### Given records

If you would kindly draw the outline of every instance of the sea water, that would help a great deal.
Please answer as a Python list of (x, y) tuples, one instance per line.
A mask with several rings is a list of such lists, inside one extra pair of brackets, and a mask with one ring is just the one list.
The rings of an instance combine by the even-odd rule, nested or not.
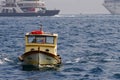
[[(58, 33), (58, 70), (24, 71), (26, 32)], [(0, 17), (0, 80), (120, 80), (120, 15)]]

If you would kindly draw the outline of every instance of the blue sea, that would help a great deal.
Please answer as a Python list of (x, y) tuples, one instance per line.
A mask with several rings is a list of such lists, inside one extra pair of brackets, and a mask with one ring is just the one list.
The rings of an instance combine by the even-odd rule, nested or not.
[[(57, 70), (22, 70), (24, 35), (58, 33)], [(0, 80), (120, 80), (120, 15), (0, 17)]]

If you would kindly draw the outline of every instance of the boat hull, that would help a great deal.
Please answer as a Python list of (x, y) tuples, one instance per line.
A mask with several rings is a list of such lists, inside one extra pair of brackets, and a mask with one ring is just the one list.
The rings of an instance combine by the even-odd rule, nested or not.
[(34, 68), (55, 67), (61, 64), (60, 56), (43, 51), (30, 51), (19, 57), (23, 61), (23, 68), (32, 66)]
[(45, 12), (38, 13), (0, 13), (0, 16), (11, 17), (11, 16), (54, 16), (59, 14), (60, 10), (46, 10)]

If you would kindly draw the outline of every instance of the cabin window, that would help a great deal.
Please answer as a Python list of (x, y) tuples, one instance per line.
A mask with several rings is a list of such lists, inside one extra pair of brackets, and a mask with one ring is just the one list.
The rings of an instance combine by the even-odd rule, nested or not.
[(54, 43), (54, 38), (53, 37), (46, 37), (46, 43), (53, 44)]
[(28, 43), (54, 44), (54, 37), (51, 36), (28, 36)]
[(34, 36), (29, 36), (28, 37), (28, 43), (34, 43), (34, 42), (36, 42), (35, 37)]

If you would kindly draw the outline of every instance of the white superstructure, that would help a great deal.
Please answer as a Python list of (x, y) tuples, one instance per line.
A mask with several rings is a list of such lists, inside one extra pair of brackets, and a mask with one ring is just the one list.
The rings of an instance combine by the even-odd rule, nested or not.
[(0, 13), (35, 13), (46, 10), (41, 0), (5, 0), (1, 4)]
[(120, 14), (120, 0), (104, 0), (103, 5), (111, 14)]

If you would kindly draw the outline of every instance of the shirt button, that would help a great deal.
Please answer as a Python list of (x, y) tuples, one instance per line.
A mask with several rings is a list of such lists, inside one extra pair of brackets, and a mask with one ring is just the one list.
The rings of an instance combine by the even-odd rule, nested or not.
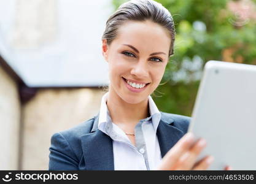
[(143, 153), (145, 153), (145, 150), (144, 150), (144, 149), (143, 149), (143, 148), (141, 148), (141, 149), (139, 150), (139, 152), (140, 152), (141, 154), (143, 154)]

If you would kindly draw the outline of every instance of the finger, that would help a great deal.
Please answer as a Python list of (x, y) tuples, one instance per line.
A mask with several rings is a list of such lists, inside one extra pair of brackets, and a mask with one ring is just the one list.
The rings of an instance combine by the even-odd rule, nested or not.
[(199, 155), (203, 149), (206, 146), (206, 141), (204, 139), (199, 139), (191, 147), (189, 151), (181, 158), (181, 163), (178, 166), (178, 170), (191, 170)]
[(180, 158), (186, 153), (194, 142), (192, 132), (185, 134), (163, 158), (159, 167), (161, 170), (172, 170)]
[(193, 170), (207, 170), (212, 163), (214, 158), (212, 156), (207, 156), (200, 160), (193, 168)]

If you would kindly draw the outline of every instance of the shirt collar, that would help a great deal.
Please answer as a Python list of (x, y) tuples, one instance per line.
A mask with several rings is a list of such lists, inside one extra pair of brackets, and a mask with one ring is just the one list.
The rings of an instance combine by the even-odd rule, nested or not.
[[(107, 122), (107, 117), (110, 116), (106, 104), (107, 99), (109, 96), (109, 92), (107, 92), (106, 94), (104, 94), (101, 98), (101, 107), (99, 115), (99, 122), (98, 124), (98, 128), (99, 129), (101, 124), (104, 122)], [(152, 117), (153, 127), (155, 131), (157, 131), (157, 127), (159, 124), (159, 121), (161, 119), (161, 113), (160, 112), (158, 109), (155, 104), (155, 102), (153, 101), (153, 99), (150, 95), (148, 97), (148, 99), (150, 117), (144, 120), (147, 120)]]

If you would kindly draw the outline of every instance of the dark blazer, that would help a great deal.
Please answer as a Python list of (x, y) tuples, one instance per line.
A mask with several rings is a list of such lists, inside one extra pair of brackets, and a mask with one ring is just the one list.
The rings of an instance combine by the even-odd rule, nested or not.
[[(98, 118), (52, 136), (49, 170), (114, 170), (112, 140), (98, 129)], [(162, 157), (187, 132), (190, 120), (161, 112), (157, 136)]]

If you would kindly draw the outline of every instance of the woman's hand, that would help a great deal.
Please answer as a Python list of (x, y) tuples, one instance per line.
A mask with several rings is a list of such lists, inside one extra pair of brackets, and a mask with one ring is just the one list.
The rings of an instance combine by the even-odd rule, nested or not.
[[(198, 156), (206, 145), (204, 139), (195, 142), (191, 132), (187, 133), (163, 158), (158, 170), (206, 170), (214, 158), (206, 156), (198, 161)], [(230, 167), (227, 167), (226, 170)]]

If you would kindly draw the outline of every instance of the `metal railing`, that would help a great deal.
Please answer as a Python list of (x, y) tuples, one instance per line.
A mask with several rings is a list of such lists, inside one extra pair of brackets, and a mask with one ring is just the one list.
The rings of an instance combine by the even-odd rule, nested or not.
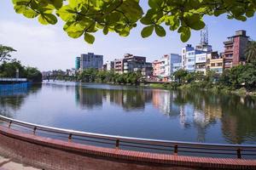
[(0, 82), (27, 82), (26, 78), (0, 78)]
[[(115, 149), (134, 150), (173, 155), (256, 159), (256, 145), (205, 144), (130, 138), (85, 133), (28, 123), (0, 116), (0, 126), (34, 135), (62, 139), (69, 142), (101, 144)], [(97, 145), (97, 144), (96, 144)], [(157, 150), (157, 151), (155, 151)]]

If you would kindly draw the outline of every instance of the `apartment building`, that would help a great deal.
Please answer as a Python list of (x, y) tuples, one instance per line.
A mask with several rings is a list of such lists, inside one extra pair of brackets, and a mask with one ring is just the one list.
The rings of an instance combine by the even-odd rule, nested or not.
[(81, 54), (80, 69), (83, 71), (84, 69), (102, 69), (103, 65), (103, 55), (94, 54), (88, 53)]
[(224, 59), (222, 55), (218, 55), (218, 52), (212, 52), (207, 54), (207, 69), (214, 71), (216, 73), (223, 73), (224, 71)]
[(76, 57), (75, 60), (75, 69), (79, 71), (80, 69), (80, 63), (81, 63), (81, 58), (80, 57)]
[(114, 72), (122, 74), (124, 72), (124, 59), (115, 59), (113, 61)]
[(203, 72), (204, 74), (207, 73), (207, 53), (201, 53), (195, 54), (195, 72), (200, 71)]
[(166, 54), (159, 60), (153, 62), (154, 76), (160, 76), (166, 81), (171, 79), (172, 75), (177, 70), (174, 65), (181, 65), (182, 57), (177, 54)]
[(146, 57), (135, 56), (131, 54), (125, 54), (124, 73), (141, 71), (146, 65)]
[(186, 47), (182, 48), (182, 68), (185, 68), (186, 65), (186, 55), (187, 52), (195, 50), (195, 48), (192, 47), (191, 44), (187, 44)]
[(106, 62), (106, 71), (113, 71), (114, 62), (113, 61), (107, 61)]
[(160, 69), (161, 61), (154, 60), (152, 63), (152, 65), (153, 65), (153, 76), (158, 76), (161, 75), (161, 69)]
[(244, 51), (248, 41), (249, 37), (247, 36), (246, 31), (241, 30), (236, 31), (235, 36), (228, 37), (228, 40), (224, 42), (223, 58), (225, 69), (245, 63)]
[(139, 71), (144, 77), (153, 74), (152, 63), (146, 62), (146, 57), (125, 54), (123, 59), (114, 60), (113, 70), (117, 73)]

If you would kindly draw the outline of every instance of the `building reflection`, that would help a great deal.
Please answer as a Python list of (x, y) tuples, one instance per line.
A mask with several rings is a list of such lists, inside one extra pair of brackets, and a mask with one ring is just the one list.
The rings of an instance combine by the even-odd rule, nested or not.
[(221, 118), (222, 110), (201, 94), (184, 91), (153, 90), (153, 105), (163, 114), (179, 116), (183, 128), (194, 128), (197, 141), (205, 142), (207, 129)]
[(143, 89), (99, 89), (76, 87), (76, 100), (82, 109), (102, 106), (103, 101), (121, 106), (126, 111), (144, 110), (151, 102), (152, 91)]
[[(177, 119), (184, 130), (193, 130), (198, 142), (207, 142), (212, 127), (221, 127), (227, 143), (256, 141), (256, 103), (249, 98), (213, 94), (207, 92), (160, 89), (92, 89), (77, 87), (81, 108), (102, 107), (107, 104), (121, 106), (125, 111), (144, 110), (152, 103), (160, 113)], [(212, 128), (213, 129), (213, 128)]]
[(22, 88), (15, 90), (0, 91), (0, 115), (14, 117), (15, 112), (20, 109), (27, 96), (38, 93), (42, 84)]

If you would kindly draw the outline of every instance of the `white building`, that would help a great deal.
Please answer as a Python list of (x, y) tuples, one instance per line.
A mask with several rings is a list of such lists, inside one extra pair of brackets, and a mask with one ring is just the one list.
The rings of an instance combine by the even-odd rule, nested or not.
[(88, 53), (87, 54), (81, 54), (80, 69), (83, 71), (84, 69), (102, 69), (103, 65), (103, 55), (94, 54)]
[(169, 77), (174, 73), (174, 65), (177, 63), (181, 63), (181, 56), (177, 54), (166, 54), (160, 59), (160, 70), (163, 77)]
[(113, 71), (114, 62), (113, 61), (107, 61), (106, 62), (106, 70), (107, 71)]
[(207, 53), (195, 54), (195, 71), (207, 72)]

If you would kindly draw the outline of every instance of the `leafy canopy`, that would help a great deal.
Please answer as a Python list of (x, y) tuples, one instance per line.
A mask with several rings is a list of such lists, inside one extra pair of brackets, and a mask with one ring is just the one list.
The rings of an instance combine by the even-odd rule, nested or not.
[(0, 44), (0, 61), (9, 60), (11, 58), (10, 53), (15, 52), (16, 50), (11, 47), (4, 46)]
[(204, 15), (219, 16), (245, 21), (256, 11), (256, 0), (148, 0), (149, 8), (144, 14), (139, 0), (13, 0), (16, 13), (27, 18), (38, 18), (43, 25), (55, 24), (61, 18), (64, 31), (73, 38), (84, 35), (93, 43), (94, 33), (113, 31), (126, 37), (137, 22), (144, 25), (141, 34), (148, 37), (153, 31), (165, 37), (165, 24), (170, 31), (177, 31), (187, 42), (191, 30), (204, 28)]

######

Set task: Change "dark blazer" to "navy jacket" in the lines running from the one containing "blazer, that would help a great deal." through the one containing "112), (157, 136)]]", inclusive, and leave everything else in those lines untouched.

Answer to this problem:
If you would kindly draw the outline of every instance of the navy jacket, that would help a great deal.
Please answer as a Python list of (x, y) tuples, one instance per line.
A mask with several rings is a list of such lists, inside one extra pair of brackets, and a mask with one ring is just the one list.
The rings of an instance combine by the even-odd rule, nested or not.
[[(98, 118), (52, 136), (49, 170), (114, 170), (112, 140), (98, 129)], [(162, 157), (187, 132), (190, 120), (161, 112), (157, 136)]]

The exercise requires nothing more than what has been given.